→ **PASSAGE FOR REVIEW**:
CRISPR-Cas systems target a diverse collection of invasive mobile genetic elements in human microbiomes
- Equal contributors
1 School of Informatics and Computing, Indiana University, 150 South Woodlawn Avenue, Bloomington, IN 47405, USA
2 Department of Biostatistics and Bioinformatics, Roswell Park Cancer Institute, Elm & Carlton Streets, Buffalo, NY 14263, USA
3 Center for Genomics and Bioinformatics, School of Informatics and Computing, Indiana University, 150 South Woodlawn Avenue, Bloomington, IN 47405, USA
4 Department of Biology, Indiana University, 1001 East Third Street, Bloomington, IN 47405, USA
Genome Biology 2013, 14:R40 doi:10.1186/gb-2013-14-4-r40Published: 29 April 2013
Bacteria and archaea develop immunity against invading genomes by incorporating pieces of the invaders' sequences, called spacers, into a clustered regularly interspaced short palindromic repeats (CRISPR) locus between repeats, forming arrays of repeat-spacer units. When spacers are expressed, they direct CRISPR-associated (Cas) proteins to silence complementary invading DNA. In order to characterize the invaders of human microbiomes, we use spacers from CRISPR arrays that we had previously assembled from shotgun metagenomic datasets, and identify contigs that contain these spacers' targets.

→ **DIRECTIONS**:
1: Translate this sentence from the CRISPR abstract into Spanish: "When spacers are expressed, they direct CRISPR-associated (Cas) proteins to silence complementary invading DNA."
2: Resume the abstract on CRISPR-Cas systems in human microbiomes after its final sentence, keeping the same scientific register.

→ **DATA EXCERPTS**:
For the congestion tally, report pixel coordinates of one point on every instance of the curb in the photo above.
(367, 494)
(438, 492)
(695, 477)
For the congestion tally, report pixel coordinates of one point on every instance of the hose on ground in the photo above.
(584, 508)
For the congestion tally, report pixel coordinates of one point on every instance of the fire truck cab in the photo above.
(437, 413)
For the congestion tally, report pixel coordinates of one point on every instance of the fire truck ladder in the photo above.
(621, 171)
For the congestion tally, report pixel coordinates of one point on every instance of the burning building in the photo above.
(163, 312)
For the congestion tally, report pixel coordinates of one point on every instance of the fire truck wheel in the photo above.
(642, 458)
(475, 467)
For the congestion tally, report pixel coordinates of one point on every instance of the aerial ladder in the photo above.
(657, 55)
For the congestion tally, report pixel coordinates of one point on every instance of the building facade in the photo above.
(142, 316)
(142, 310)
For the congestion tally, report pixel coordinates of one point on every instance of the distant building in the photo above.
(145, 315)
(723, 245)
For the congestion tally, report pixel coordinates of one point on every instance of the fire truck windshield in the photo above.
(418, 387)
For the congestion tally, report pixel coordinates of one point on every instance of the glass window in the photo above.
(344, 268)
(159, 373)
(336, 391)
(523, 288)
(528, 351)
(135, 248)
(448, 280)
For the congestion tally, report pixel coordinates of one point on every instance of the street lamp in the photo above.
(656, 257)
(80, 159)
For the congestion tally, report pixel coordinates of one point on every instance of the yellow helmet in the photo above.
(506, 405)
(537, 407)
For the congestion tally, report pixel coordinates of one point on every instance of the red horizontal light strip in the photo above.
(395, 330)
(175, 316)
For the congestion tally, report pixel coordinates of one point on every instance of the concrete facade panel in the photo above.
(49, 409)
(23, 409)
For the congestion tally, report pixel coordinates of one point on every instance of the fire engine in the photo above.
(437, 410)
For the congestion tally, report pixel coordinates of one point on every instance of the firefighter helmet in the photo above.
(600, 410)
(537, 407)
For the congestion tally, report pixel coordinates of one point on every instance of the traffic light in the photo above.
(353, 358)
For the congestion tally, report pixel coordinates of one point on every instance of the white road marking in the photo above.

→ **RESULTS FOR EACH TASK**:
1: Cuando los espaciadores se expresan, dirigen a las proteínas asociadas a CRISPR (Cas) a silenciar el ADN invasor complementario.

2:
We discover 95,000 contigs that are putative invasive mobile genetic elements, some targeted by hundreds of CRISPR spacers. We find that oral sites in healthy human populations have a much greater variety of mobile genetic elements than stool samples. Mobile genetic elements carry genes encoding diverse functions: only 7% of the mobile genetic elements are similar to known phages or plasmids, although a much greater proportion contain phage- or plasmid-related genes. A small number of contigs share similarity with known integrative and conjugative elements, providing the first examples of CRISPR defenses against this class of element. We provide detailed analyses of a few large mobile genetic elements of various types, and a relative abundance analysis of mobile genetic elements and putative hosts, exploring the dynamic activities of mobile genetic elements in human microbiomes. A joint analysis of mobile genetic elements and CRISPRs shows that protospacer-adjacent motifs drive their interaction network; however, some CRISPR-Cas systems target mobile genetic elements lacking motifs.
We identify a large collection of invasive mobile genetic elements in human microbiomes, an important resource for further study of the interaction between the CRISPR-Cas immune system and invaders.